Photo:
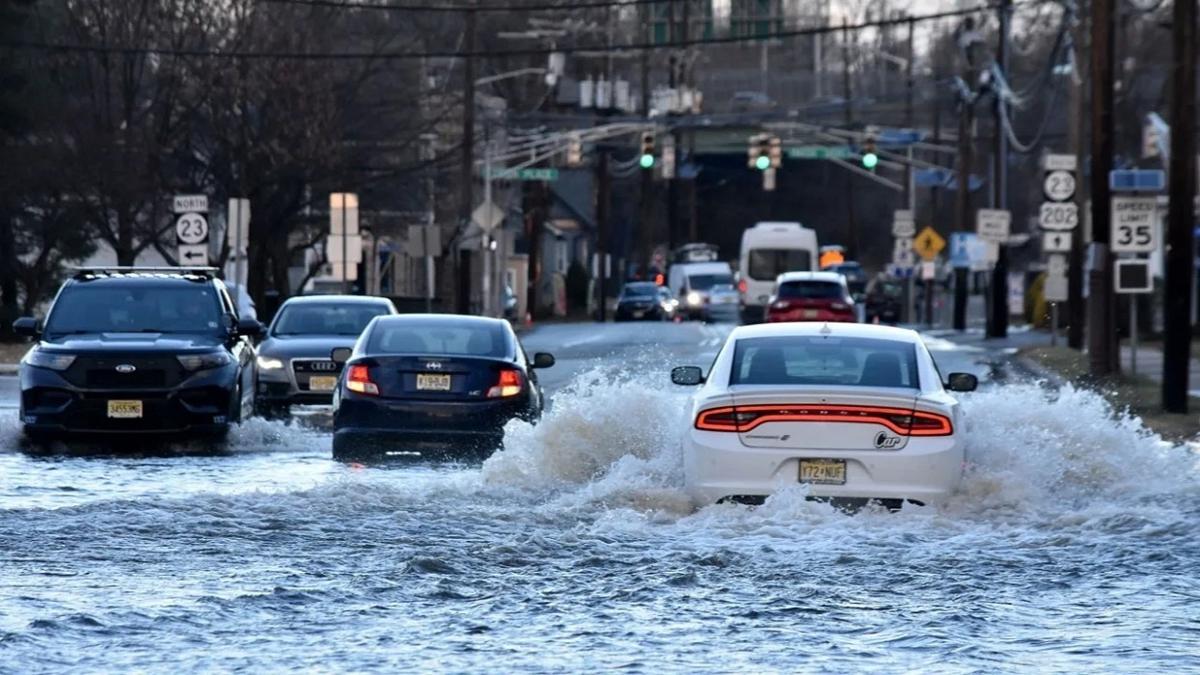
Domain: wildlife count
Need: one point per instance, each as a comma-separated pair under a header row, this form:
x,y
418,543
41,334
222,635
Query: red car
x,y
811,296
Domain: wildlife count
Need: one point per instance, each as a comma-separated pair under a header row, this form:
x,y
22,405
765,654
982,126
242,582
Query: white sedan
x,y
855,411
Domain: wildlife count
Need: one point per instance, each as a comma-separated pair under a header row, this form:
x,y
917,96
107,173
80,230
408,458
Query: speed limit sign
x,y
191,228
1059,185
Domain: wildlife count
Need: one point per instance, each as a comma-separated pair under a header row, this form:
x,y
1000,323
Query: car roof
x,y
833,276
816,328
336,298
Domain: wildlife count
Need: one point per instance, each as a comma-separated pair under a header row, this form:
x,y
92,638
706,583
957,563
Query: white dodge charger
x,y
858,412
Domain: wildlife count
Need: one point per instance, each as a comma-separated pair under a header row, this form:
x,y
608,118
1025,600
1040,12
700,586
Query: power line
x,y
45,46
453,7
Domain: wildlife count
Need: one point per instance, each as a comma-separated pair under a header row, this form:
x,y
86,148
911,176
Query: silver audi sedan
x,y
293,360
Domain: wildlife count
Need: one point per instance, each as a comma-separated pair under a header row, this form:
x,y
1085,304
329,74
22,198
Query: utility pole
x,y
1101,309
1181,189
997,323
1075,304
467,169
604,186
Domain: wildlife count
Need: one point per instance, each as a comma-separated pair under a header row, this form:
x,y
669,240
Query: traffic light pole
x,y
1180,233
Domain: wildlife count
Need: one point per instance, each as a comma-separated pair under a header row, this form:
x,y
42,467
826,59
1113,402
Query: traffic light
x,y
647,159
870,156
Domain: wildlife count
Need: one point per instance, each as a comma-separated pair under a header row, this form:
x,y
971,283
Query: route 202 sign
x,y
1134,225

> [The task]
Make a word-for-word copy of the entries, without any pictures.

> [Worked solution]
Photo:
Domain: wildlife count
Need: one point per instance, each as a comma-separated pair under a header row, this form:
x,y
418,543
41,334
222,635
Query: red car
x,y
811,296
Domain: wildlife count
Need: one point per instance, each as a comma-separated pair under a header row, this form:
x,y
22,405
765,654
982,126
242,582
Query: white sedan
x,y
855,411
Domain: wildlife count
Need: one point per instance, each as a comma-separated pair under a header row, this form:
x,y
917,96
107,173
80,230
408,458
Query: speed limit sign
x,y
191,228
1059,185
Domain: wildlife count
Need: one point per instance, each as a comma-separated pair under a header row, this form:
x,y
1000,323
Query: car roof
x,y
833,276
816,328
336,298
Domain: wildlife count
Need: one point per instance, each as a comma-separated pair under a header row, this form:
x,y
92,638
706,583
957,563
Query: white dodge charger
x,y
858,412
Domain: wildlife count
Need: one point per instance, each as a comma-separated pair under a header row, this form:
x,y
608,118
1025,600
1040,12
700,586
Query: power line
x,y
45,46
453,7
Domain: wildlife count
Need: one point per instance, each as a comma-separated pair under a header row, this form:
x,y
86,148
911,176
Query: silver audi sedan
x,y
293,360
Domain: wildlife count
Need: one point per instance, each as a comma-separated pair under a header row, this form:
x,y
1085,304
329,74
22,198
Query: utility pole
x,y
1101,309
1181,189
997,323
1075,304
467,169
604,186
Domain: wildlife count
Need: one point per instance, each as a comma-separated pair under a header row, this form:
x,y
669,240
Query: traffic light pole
x,y
1180,233
Domain: wildlife count
Need: one point per instance, each as a comma-separated pair under a header row, this form:
x,y
42,467
826,59
1113,402
Query: traffic light
x,y
647,159
870,156
Domain: wildlife count
Need: one point per instance, each as a comma-separated pair under a header row, this form:
x,y
971,283
Query: route 202 sign
x,y
1134,225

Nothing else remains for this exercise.